* _Stated problem_: Gather every line of the records that contains the string "blue" and copy each such line in full. Matching is case-sensitive.
== Supplied information
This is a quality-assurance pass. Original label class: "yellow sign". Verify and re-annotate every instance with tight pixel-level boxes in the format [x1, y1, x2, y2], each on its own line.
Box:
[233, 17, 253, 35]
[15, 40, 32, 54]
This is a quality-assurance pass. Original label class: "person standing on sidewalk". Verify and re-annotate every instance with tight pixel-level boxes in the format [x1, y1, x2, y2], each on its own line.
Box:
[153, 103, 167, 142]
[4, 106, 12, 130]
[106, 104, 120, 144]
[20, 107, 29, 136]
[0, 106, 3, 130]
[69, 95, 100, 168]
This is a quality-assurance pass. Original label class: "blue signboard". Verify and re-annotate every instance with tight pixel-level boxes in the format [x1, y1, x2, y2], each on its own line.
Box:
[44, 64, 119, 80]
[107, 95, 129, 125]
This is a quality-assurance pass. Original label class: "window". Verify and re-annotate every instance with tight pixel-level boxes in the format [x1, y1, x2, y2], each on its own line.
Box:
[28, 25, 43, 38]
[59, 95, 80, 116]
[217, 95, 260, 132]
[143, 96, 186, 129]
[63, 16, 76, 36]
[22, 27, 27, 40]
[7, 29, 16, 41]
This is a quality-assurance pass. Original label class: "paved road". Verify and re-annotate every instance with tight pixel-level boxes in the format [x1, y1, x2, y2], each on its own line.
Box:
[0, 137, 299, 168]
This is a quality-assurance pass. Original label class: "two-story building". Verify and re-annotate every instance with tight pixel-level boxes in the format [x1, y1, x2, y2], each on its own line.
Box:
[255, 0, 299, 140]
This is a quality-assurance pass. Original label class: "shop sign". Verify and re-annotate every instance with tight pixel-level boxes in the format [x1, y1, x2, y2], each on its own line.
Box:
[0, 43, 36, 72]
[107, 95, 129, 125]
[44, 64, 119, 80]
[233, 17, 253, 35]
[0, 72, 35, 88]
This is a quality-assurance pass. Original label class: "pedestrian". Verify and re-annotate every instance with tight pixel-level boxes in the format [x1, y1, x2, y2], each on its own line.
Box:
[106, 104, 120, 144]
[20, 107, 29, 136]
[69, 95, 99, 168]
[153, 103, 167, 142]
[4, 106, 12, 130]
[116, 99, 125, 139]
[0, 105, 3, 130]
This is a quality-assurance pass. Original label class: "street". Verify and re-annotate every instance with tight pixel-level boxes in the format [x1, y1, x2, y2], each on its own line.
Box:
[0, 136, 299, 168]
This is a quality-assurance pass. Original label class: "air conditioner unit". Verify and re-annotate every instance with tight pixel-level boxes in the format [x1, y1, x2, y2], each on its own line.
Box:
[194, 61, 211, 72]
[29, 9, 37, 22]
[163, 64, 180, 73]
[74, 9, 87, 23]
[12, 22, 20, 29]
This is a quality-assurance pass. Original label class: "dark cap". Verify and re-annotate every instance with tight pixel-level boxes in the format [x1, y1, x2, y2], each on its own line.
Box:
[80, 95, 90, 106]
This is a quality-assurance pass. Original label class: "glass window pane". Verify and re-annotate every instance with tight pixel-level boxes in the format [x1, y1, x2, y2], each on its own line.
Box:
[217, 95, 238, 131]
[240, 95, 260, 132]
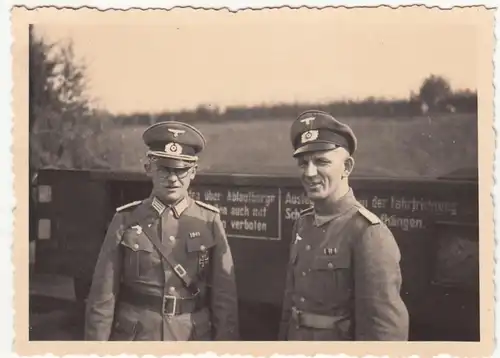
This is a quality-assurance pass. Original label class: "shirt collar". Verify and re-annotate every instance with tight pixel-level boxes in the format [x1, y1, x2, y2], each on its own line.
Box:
[314, 188, 356, 226]
[151, 196, 189, 219]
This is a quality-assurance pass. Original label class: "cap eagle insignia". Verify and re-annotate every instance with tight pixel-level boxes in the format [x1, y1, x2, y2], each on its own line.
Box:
[168, 128, 186, 138]
[165, 143, 182, 155]
[300, 130, 319, 143]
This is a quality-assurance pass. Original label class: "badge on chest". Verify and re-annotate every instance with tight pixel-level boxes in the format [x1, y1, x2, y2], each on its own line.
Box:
[198, 245, 210, 269]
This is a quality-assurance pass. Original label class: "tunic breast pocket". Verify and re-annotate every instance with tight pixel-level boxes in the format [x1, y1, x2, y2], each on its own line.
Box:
[186, 234, 215, 274]
[121, 232, 160, 279]
[310, 255, 353, 303]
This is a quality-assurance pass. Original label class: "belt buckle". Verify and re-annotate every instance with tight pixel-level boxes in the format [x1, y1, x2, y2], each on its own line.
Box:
[162, 295, 177, 317]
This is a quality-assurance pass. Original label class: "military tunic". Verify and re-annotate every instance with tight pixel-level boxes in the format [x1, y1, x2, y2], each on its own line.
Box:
[85, 197, 238, 341]
[279, 190, 409, 341]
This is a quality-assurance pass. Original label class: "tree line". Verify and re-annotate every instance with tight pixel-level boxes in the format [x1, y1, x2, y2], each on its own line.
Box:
[29, 25, 477, 172]
[114, 86, 477, 125]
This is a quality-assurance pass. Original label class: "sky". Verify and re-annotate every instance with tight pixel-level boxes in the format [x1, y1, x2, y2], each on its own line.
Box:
[35, 11, 477, 114]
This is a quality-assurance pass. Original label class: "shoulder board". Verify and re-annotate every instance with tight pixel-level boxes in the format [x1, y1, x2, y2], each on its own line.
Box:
[116, 200, 142, 212]
[358, 207, 380, 225]
[299, 206, 314, 216]
[194, 200, 220, 214]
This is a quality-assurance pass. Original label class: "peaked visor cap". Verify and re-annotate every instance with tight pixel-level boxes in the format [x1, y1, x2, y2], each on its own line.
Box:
[142, 121, 206, 169]
[290, 110, 357, 157]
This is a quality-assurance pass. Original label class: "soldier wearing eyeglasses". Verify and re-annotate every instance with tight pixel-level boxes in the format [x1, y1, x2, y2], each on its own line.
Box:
[85, 121, 238, 341]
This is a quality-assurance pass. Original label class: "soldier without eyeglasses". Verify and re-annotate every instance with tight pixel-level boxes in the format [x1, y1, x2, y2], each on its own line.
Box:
[279, 110, 409, 341]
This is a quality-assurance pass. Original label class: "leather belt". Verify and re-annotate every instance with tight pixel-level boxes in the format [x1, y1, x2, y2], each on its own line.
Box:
[292, 307, 341, 329]
[119, 286, 206, 316]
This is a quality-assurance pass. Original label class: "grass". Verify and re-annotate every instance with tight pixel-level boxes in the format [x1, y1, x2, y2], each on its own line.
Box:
[94, 115, 478, 177]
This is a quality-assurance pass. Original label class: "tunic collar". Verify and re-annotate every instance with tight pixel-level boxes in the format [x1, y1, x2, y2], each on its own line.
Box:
[151, 196, 190, 219]
[314, 188, 356, 226]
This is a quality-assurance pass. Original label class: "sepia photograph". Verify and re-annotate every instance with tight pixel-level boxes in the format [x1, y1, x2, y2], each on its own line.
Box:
[12, 6, 494, 355]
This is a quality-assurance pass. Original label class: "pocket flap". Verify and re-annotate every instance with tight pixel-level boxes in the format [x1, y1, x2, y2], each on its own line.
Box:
[311, 255, 351, 270]
[121, 230, 155, 252]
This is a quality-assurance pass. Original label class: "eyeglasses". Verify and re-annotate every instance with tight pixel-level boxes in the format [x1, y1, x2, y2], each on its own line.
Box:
[153, 164, 193, 179]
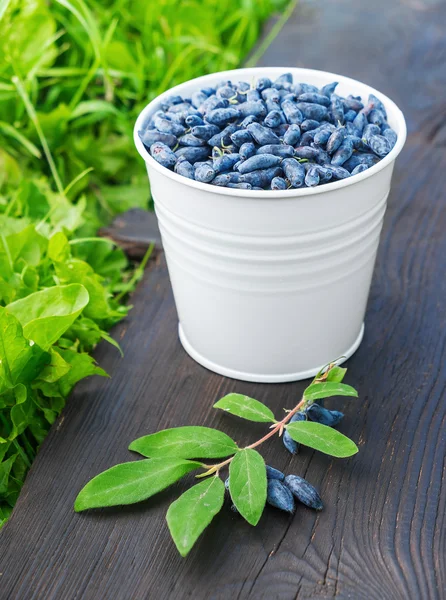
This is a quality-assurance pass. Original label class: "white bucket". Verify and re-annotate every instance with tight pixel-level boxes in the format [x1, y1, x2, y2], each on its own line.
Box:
[134, 67, 406, 383]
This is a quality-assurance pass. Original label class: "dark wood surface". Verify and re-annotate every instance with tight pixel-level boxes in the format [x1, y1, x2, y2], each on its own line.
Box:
[0, 0, 446, 600]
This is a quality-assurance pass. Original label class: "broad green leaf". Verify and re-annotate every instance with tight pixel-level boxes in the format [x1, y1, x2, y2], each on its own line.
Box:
[304, 381, 358, 400]
[229, 448, 266, 525]
[326, 367, 347, 383]
[0, 307, 50, 392]
[9, 383, 35, 440]
[129, 426, 238, 458]
[214, 394, 275, 423]
[74, 458, 201, 512]
[39, 348, 71, 383]
[56, 259, 122, 321]
[0, 454, 17, 496]
[166, 476, 225, 556]
[286, 421, 358, 458]
[7, 284, 89, 350]
[48, 231, 71, 262]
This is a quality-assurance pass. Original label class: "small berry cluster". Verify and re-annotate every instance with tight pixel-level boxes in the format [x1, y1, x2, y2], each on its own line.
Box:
[139, 73, 397, 190]
[225, 465, 324, 513]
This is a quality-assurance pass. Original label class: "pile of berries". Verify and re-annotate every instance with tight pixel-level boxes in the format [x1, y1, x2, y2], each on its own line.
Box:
[225, 465, 324, 513]
[139, 73, 397, 190]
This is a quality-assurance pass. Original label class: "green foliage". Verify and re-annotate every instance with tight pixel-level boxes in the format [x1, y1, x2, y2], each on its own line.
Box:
[214, 394, 275, 423]
[286, 421, 358, 458]
[129, 427, 238, 458]
[0, 0, 286, 527]
[229, 448, 266, 525]
[76, 363, 358, 556]
[74, 457, 201, 512]
[166, 477, 225, 556]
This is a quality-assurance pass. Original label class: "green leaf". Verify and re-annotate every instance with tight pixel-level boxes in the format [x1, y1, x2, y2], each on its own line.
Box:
[7, 284, 88, 350]
[0, 307, 50, 392]
[129, 427, 238, 458]
[9, 383, 34, 440]
[74, 458, 201, 512]
[286, 421, 358, 458]
[56, 259, 122, 321]
[48, 231, 71, 262]
[326, 367, 347, 383]
[166, 476, 225, 556]
[214, 394, 275, 423]
[39, 348, 71, 383]
[229, 448, 266, 525]
[304, 381, 358, 400]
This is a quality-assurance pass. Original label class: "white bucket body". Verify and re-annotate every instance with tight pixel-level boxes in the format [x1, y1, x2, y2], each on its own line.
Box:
[135, 68, 406, 382]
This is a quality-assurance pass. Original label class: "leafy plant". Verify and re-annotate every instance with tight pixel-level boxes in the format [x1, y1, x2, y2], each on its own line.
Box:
[74, 363, 358, 556]
[0, 0, 285, 527]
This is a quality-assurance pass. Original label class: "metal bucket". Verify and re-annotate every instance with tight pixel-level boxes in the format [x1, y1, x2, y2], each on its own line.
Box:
[134, 67, 406, 383]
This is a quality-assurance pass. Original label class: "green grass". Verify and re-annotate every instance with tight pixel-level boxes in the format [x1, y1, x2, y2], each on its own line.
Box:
[0, 0, 288, 526]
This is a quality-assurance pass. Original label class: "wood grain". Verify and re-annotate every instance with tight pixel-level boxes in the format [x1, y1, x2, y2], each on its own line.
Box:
[0, 0, 446, 600]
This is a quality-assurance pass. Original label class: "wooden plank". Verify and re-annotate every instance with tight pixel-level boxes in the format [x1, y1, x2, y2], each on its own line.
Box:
[0, 0, 446, 600]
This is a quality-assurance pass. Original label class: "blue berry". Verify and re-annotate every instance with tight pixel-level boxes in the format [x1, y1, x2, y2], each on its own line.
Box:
[381, 127, 397, 149]
[296, 102, 328, 121]
[175, 146, 209, 164]
[208, 123, 238, 147]
[282, 429, 299, 454]
[327, 138, 353, 167]
[305, 165, 319, 187]
[150, 142, 177, 169]
[212, 154, 240, 173]
[247, 123, 280, 146]
[230, 129, 252, 147]
[266, 479, 295, 513]
[188, 123, 220, 141]
[239, 141, 256, 160]
[321, 81, 338, 98]
[281, 100, 304, 125]
[369, 135, 391, 157]
[195, 162, 216, 183]
[326, 127, 345, 154]
[281, 158, 305, 188]
[271, 177, 288, 190]
[237, 100, 267, 119]
[283, 123, 301, 146]
[174, 159, 195, 179]
[237, 154, 282, 174]
[226, 181, 252, 190]
[266, 465, 285, 481]
[369, 94, 387, 120]
[344, 109, 356, 123]
[153, 115, 186, 137]
[257, 144, 294, 158]
[178, 133, 207, 147]
[294, 146, 330, 165]
[323, 164, 350, 179]
[263, 110, 282, 129]
[161, 96, 183, 110]
[185, 115, 204, 127]
[342, 94, 364, 112]
[256, 77, 272, 92]
[138, 129, 178, 148]
[241, 165, 280, 189]
[191, 90, 208, 109]
[206, 108, 240, 127]
[307, 404, 344, 427]
[352, 163, 369, 176]
[285, 475, 324, 510]
[300, 119, 320, 133]
[330, 94, 344, 125]
[299, 92, 330, 107]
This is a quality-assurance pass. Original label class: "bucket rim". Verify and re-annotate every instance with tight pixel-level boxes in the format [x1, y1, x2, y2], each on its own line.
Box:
[133, 67, 407, 199]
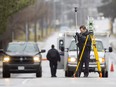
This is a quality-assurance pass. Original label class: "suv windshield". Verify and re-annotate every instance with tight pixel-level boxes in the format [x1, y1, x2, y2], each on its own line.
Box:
[69, 41, 104, 52]
[7, 43, 38, 53]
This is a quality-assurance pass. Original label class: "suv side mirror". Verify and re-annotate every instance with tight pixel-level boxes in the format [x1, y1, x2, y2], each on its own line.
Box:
[109, 47, 113, 52]
[0, 49, 5, 54]
[65, 48, 69, 52]
[40, 50, 46, 53]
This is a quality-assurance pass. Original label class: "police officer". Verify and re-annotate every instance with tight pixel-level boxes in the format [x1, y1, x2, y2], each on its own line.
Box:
[46, 45, 60, 77]
[76, 25, 91, 77]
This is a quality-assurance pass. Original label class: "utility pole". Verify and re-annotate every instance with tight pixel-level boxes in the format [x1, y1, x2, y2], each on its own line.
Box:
[25, 22, 29, 42]
[75, 7, 77, 29]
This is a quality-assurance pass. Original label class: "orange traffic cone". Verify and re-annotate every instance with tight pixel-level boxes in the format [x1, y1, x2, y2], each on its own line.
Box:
[110, 62, 114, 72]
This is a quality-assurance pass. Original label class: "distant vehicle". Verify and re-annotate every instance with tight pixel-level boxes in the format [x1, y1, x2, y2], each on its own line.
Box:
[1, 42, 45, 78]
[65, 39, 111, 77]
[94, 18, 112, 35]
[57, 30, 112, 77]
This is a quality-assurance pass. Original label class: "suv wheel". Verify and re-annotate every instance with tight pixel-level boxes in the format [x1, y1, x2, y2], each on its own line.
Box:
[36, 67, 42, 77]
[2, 66, 10, 78]
[65, 71, 73, 77]
[102, 70, 108, 77]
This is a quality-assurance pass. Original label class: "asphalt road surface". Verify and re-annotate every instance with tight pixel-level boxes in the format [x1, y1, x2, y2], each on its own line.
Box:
[0, 33, 116, 87]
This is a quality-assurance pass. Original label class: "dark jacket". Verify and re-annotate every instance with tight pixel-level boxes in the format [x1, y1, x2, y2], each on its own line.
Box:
[46, 49, 60, 62]
[78, 31, 91, 50]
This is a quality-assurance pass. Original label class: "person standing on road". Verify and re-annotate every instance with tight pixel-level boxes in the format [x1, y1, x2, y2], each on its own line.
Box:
[76, 25, 91, 77]
[46, 45, 60, 77]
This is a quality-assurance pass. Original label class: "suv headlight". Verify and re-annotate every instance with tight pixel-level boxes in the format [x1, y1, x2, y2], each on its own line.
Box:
[68, 57, 77, 62]
[33, 56, 40, 62]
[99, 58, 105, 63]
[3, 56, 10, 62]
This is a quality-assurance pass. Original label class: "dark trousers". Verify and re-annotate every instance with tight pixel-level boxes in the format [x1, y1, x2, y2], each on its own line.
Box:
[50, 61, 57, 76]
[78, 48, 90, 77]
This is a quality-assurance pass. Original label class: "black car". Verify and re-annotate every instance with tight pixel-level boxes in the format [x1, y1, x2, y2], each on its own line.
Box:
[0, 42, 45, 78]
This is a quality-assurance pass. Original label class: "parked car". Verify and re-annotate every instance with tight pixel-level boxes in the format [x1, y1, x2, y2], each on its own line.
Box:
[65, 39, 112, 77]
[0, 42, 45, 78]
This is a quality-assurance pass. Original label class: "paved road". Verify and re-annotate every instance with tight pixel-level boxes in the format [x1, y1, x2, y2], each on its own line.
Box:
[0, 33, 116, 87]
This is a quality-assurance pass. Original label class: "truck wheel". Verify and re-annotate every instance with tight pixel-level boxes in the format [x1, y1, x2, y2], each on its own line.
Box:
[36, 67, 42, 77]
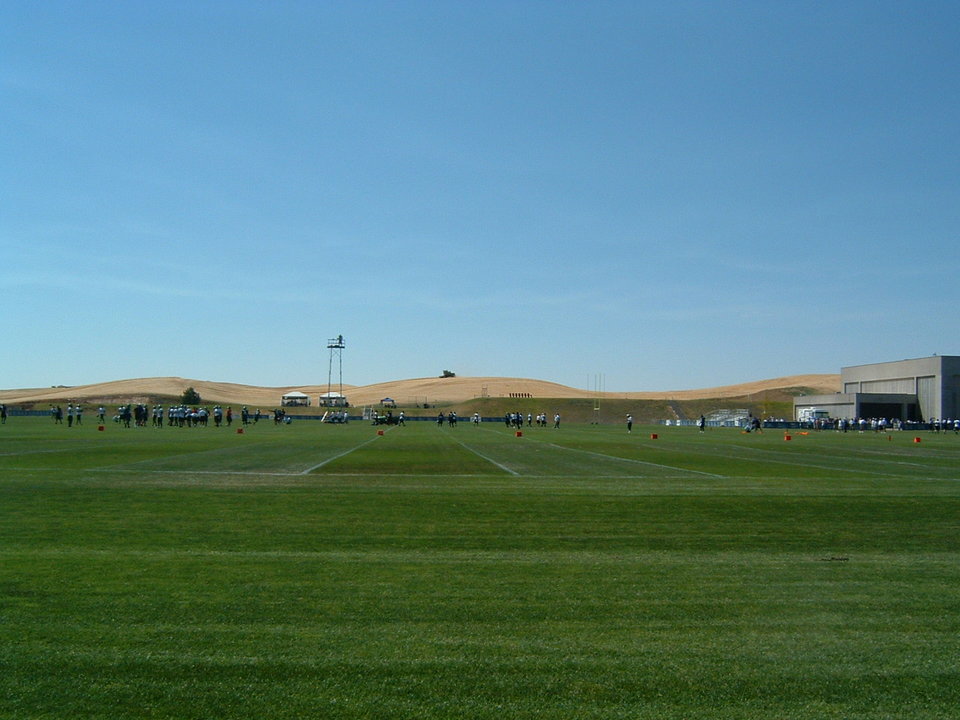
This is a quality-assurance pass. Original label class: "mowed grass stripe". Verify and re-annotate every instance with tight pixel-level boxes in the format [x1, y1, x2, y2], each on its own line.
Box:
[0, 422, 960, 720]
[312, 422, 510, 476]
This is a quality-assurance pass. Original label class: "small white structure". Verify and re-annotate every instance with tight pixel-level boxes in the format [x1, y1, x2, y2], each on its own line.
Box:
[320, 390, 347, 407]
[280, 390, 310, 407]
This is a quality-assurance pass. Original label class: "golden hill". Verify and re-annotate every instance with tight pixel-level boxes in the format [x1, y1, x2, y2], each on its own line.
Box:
====
* _Expected output_:
This is a quality-assurance pass. Original label class: "blue signboard". Verify and re-annotate every instance with tight pixel-level boxes in the format [x1, y1, x2, y2], each on its own line.
This is a quality-assurance pass. Original label class: "blue berry". Verify and re-annotate every instance with tight pixel-level boxes in the format [x1, y1, x2, y2], each on its own line.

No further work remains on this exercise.